▶ _REQUIRED TASK_
Please reproduce word for word the passage of the CLUSTER patch thread below, between "It may be reasonable" and "a column anyways.", inclusive.

▶ _PAGE_
▽
Re: [PATCH] add CLUSTER table ORDER BY index

From
Gregory Stark
Date:
"Holger Schurig" <holgerschurig@gmx.de> writes:

> * psql tab-completion, it favours now CLUSTER table ORDER BY index"

It occurs to me (sorry that I didn't think of this earlier) that if we're
going to use "ORDER BY" it really ought to take a list columns. It would be
more consistent with what ORDER BY means in queries and one day we may want to
add support for ordering by arbitrary lists of columns even if no index
exists.

It may be reasonable to allow both to coexist and just have an arbitrary rule
that if an index of the specified name exists takes precedence over any
columns. I've never seen anyone name their indexes in a way that would
conflict with a column anyways.

--
  Gregory Stark
  EnterpriseDB          http://www.enterprisedb.com


Re: [PATCH] add CLUSTER table ORDER BY index

From
Tom Lane
Date:
Gregory Stark <stark@enterprisedb.com> writes:
> "Holger Schurig" <holgerschurig@gmx.de> writes:
>> * psql tab-completion, it favours now CLUSTER table ORDER BY index"

> It occurs to me (sorry that I didn't think of this earlier) that if we're
> going to use "ORDER BY" it really ought to take a list columns.

Surely you jest.  The point is to be ordered the same as the index, no?
△
▶ _Dataset excerpt_
▽
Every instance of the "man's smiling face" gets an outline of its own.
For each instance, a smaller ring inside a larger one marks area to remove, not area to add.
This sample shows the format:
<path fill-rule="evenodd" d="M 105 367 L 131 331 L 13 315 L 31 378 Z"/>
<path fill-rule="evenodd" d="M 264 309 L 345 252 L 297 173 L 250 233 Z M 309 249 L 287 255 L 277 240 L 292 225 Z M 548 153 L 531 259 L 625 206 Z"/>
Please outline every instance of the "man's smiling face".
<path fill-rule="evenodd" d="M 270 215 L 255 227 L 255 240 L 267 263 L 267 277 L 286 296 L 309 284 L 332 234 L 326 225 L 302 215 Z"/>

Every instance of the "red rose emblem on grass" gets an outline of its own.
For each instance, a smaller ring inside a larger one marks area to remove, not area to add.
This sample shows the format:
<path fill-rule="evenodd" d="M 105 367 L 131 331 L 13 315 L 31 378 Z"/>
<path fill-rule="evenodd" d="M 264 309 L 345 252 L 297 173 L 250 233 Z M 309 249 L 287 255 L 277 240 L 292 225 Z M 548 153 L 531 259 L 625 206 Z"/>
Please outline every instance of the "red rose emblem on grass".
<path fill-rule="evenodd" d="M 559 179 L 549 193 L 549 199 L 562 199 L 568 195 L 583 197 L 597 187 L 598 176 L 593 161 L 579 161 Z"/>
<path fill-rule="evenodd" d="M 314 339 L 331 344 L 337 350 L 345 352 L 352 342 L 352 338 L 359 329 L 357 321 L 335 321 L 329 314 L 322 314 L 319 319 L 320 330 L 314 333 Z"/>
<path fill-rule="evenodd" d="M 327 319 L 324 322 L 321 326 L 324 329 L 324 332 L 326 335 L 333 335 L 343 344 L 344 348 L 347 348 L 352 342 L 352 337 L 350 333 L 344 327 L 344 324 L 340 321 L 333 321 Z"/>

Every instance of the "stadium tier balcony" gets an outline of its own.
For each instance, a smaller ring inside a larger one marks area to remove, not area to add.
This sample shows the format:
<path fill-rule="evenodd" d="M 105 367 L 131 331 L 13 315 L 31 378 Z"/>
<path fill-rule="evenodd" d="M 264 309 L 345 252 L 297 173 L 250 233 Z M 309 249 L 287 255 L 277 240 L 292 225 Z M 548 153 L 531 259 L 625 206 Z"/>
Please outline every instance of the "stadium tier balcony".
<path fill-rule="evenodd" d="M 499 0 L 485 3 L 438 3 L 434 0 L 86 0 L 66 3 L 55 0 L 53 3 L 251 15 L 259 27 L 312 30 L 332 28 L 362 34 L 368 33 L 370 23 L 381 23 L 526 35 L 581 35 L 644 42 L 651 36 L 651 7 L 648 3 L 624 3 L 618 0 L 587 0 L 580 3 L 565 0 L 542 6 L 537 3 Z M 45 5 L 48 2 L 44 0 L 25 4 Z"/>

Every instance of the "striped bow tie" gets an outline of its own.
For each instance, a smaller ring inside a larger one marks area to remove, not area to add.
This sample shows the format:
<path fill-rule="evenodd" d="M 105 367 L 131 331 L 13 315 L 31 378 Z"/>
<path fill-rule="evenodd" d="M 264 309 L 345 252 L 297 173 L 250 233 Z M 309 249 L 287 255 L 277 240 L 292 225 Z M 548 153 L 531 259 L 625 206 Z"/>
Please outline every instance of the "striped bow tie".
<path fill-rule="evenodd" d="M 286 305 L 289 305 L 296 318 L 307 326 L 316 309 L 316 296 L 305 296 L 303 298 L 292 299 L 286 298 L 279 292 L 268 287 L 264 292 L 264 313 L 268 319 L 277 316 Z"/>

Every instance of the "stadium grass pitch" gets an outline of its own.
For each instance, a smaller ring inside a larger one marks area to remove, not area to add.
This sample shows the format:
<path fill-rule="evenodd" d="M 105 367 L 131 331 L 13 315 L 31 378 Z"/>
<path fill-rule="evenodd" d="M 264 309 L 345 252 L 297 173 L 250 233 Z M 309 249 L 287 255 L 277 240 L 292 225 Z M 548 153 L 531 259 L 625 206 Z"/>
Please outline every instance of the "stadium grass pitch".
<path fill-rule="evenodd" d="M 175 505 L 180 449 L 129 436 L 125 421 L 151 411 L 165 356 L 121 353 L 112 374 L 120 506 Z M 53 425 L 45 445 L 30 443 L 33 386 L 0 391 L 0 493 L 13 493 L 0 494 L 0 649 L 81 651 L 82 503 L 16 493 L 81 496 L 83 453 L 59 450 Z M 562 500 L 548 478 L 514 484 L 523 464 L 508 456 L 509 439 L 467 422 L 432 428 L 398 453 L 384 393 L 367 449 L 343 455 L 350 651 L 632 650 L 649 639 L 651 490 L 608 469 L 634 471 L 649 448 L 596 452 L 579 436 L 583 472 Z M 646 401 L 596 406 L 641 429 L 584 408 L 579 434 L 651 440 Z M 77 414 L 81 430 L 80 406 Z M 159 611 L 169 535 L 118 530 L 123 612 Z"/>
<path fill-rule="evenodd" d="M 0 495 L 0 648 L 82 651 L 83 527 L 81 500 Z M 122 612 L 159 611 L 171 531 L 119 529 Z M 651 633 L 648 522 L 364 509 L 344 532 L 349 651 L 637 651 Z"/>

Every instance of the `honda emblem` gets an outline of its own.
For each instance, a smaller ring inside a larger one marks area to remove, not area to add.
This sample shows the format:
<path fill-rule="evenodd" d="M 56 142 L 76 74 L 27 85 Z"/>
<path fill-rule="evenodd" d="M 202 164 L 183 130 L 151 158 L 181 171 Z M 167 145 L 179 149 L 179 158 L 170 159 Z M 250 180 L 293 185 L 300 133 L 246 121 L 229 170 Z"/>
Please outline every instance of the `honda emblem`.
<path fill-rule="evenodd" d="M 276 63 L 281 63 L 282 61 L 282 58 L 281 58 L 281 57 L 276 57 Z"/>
△
▶ _ANSWER TO THIS PROBLEM_
It may be reasonable to allow both to coexist and just have an arbitrary rule
that if an index of the specified name exists takes precedence over any
columns. I've never seen anyone name their indexes in a way that would
conflict with a column anyways.